Reproduce the items below with each occurrence of "fifa world cup badge" replaced by "tournament crest" and everything else left unchanged. Leave the pictures out.
# Start of DATA RECORDS
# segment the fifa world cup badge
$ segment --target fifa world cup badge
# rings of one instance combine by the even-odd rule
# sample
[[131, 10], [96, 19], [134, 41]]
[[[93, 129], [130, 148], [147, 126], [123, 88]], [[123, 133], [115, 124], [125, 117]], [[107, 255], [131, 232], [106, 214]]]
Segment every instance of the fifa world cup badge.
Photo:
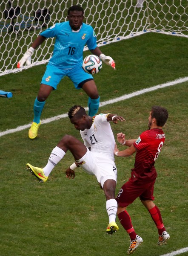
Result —
[[86, 35], [86, 34], [84, 34], [82, 36], [82, 39], [83, 40], [84, 40], [84, 39], [85, 39], [85, 35]]
[[50, 79], [51, 78], [51, 76], [48, 76], [48, 77], [47, 77], [45, 79], [46, 81], [49, 82], [49, 81], [50, 81]]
# End of DATA RECORDS
■ OUTPUT BELOW:
# segment the tournament crest
$ segment --target tournament crest
# rings of one instance combine by the even-odd rule
# sample
[[131, 10], [96, 19], [134, 41]]
[[[93, 129], [130, 148], [147, 126], [123, 88]], [[123, 133], [115, 124], [125, 117]], [[107, 255], [131, 232], [106, 214]]]
Segment every instance of the tournament crest.
Photo:
Result —
[[86, 35], [86, 34], [84, 34], [82, 36], [82, 39], [83, 40], [84, 40], [84, 39], [85, 39], [85, 35]]
[[50, 79], [51, 78], [51, 76], [48, 76], [48, 77], [47, 77], [45, 79], [46, 81], [49, 82], [49, 81], [50, 81]]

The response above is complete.